Keep in mind, though that even with growth that fast, the growth rate since the end of 2019 – the pre-COVID peak – would be only 1.9% per year, reflecting an underlying trend that is still slow.

Why do we still think a recession is coming? Because after the surge in money creation in 2020-21, monetary policy started getting tight in 2022. In the past year the M2 measure of the money supply is down 3.7%. Meanwhile the yield curve (we like to compare the 10-year Treasury yield to the target federal funds rate) has been inverted since late 2022 and is likely to stay that way for at least the next several months.

Higher short-term interest rates mean businesses have the ability to lock in healthy nominal returns on cash with minimal risk. In turn, this should lead to a reduction in risk-taking and business investment.

Meanwhile, jobs are still expanding rapidly. Payrolls are up 2.1% in the past year. During the economic expansion that happened before COVID (mid-2009 through early 2020), a pace that fast (2.1% or more) only happened when the unemployment rate was about 5.5%, which meant plenty of workers still available for hire. Now it’s happening when the unemployment rate is less than 4.0%. This suggests employers are out over their skis and vulnerable to any softness in demand.

The bottom line is that the economy grew rapidly in Q3 but Q4 and beyond are likely to be much slower.

Consumption: “Real” (inflation-adjusted) retail sales outside the auto sector rose at a 3.7% annual rate in Q3 while it looks like real services, which makes up most of consumer spending, should be up at about a 4.0% pace. The one weak spot was autos and light trucks, which declined at a 2.5% rate. Putting it all together, we estimate that real consumer spending on goods and services, combined, increased at a strong 4.1% rate, adding 2.8 points to the real GDP growth rate (4.1 times the consumption share of GDP, which is 68%, equals 2.8).

Business Investment: We estimate a 4.5% growth rate for business investment, with gains in intellectual property and equipment leading the way while commercial construction was roughly unchanged. A 4.5% growth rate would add 0.6 points to real GDP growth. (4.5 times the 14% business investment share of GDP equals 0.6).

--*--

## What you will do
A) In the economic outlook, how much has the M2 measure of the money supply fallen in the past year?
B) Retype the economic outlook word for word, everything from "Why do we still" down to "next several months.".

--*--

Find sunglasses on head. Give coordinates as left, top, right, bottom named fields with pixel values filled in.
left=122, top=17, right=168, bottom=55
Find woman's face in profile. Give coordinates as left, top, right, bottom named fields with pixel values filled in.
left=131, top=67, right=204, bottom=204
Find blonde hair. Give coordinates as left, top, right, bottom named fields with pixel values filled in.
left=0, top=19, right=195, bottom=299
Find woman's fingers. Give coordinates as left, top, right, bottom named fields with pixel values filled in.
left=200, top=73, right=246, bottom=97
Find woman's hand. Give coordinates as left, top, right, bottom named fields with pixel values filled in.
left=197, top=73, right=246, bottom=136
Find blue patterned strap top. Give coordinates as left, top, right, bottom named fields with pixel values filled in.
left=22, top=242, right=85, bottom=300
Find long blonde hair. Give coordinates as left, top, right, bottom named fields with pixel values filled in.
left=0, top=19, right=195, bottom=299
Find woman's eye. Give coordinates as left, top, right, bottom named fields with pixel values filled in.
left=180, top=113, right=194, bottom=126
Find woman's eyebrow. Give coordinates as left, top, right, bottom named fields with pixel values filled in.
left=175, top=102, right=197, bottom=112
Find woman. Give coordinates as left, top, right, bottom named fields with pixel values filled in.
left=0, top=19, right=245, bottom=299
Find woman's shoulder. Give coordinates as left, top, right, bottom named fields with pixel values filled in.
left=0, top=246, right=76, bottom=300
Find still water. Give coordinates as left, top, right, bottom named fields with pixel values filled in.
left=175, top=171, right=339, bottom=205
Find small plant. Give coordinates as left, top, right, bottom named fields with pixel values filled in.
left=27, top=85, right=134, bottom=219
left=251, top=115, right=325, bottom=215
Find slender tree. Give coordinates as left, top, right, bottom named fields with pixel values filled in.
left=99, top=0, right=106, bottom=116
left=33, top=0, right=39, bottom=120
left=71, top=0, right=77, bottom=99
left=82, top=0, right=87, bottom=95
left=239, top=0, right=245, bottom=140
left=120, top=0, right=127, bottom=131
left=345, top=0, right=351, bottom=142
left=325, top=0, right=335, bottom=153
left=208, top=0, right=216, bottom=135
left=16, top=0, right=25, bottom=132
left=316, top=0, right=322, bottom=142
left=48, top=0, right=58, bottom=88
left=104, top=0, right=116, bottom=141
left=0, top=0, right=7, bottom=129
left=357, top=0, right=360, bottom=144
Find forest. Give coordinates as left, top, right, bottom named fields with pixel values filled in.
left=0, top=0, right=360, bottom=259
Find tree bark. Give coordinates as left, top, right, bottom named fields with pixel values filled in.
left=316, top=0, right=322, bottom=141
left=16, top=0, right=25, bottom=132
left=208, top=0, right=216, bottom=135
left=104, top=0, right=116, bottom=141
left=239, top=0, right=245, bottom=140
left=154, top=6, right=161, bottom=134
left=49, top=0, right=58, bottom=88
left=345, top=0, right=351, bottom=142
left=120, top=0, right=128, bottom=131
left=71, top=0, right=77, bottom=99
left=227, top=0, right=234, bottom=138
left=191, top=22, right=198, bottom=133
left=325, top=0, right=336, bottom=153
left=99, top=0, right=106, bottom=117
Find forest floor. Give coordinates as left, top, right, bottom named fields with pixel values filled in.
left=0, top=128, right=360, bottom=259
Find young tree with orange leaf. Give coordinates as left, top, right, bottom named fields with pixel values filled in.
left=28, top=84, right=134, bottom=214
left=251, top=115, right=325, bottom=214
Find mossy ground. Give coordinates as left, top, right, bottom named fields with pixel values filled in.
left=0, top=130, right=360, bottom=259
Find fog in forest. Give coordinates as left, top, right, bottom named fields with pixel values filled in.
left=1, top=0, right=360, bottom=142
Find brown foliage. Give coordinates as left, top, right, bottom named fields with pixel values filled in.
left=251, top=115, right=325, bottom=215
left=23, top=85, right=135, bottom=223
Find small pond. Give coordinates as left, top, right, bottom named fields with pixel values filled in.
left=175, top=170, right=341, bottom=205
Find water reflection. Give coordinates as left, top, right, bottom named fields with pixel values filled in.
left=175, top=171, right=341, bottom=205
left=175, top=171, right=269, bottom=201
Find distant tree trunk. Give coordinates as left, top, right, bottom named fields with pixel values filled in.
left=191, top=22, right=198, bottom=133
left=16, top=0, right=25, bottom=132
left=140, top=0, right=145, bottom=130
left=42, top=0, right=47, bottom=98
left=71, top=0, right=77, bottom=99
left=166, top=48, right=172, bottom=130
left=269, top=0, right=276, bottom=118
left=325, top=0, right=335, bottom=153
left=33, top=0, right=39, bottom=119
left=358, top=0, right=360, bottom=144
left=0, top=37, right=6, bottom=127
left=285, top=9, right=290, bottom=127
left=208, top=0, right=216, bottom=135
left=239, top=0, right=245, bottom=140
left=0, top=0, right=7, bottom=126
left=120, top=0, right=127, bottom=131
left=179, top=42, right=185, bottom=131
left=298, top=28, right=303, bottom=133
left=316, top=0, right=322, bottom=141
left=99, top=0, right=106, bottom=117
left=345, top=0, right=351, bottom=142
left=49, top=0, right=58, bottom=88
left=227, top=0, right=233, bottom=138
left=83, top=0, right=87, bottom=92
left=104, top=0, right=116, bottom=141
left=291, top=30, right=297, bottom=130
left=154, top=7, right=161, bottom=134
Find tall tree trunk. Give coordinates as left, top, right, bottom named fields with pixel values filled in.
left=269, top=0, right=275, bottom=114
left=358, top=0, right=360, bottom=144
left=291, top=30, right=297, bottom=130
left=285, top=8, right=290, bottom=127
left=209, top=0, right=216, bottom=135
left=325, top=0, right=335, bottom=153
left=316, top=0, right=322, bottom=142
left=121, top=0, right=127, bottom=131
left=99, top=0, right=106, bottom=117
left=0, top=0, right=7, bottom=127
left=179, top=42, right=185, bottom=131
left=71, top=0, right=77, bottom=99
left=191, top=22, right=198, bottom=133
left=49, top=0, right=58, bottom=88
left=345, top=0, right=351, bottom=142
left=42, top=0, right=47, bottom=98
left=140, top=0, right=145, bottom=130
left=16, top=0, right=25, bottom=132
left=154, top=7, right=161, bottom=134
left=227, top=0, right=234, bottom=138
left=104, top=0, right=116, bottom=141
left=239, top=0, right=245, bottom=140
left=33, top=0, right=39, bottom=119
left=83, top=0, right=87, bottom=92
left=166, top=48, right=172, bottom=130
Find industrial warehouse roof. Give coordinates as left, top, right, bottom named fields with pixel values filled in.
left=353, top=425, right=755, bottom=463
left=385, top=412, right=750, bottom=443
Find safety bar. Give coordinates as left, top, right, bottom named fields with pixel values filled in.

--*--

## Exercise results
A) It is down 3.7%.

B)
Why do we still think a recession is coming? Because after the surge in money creation in 2020-21, monetary policy started getting tight in 2022. In the past year the M2 measure of the money supply is down 3.7%. Meanwhile the yield curve (we like to compare the 10-year Treasury yield to the target federal funds rate) has been inverted since late 2022 and is likely to stay that way for at least the next several months.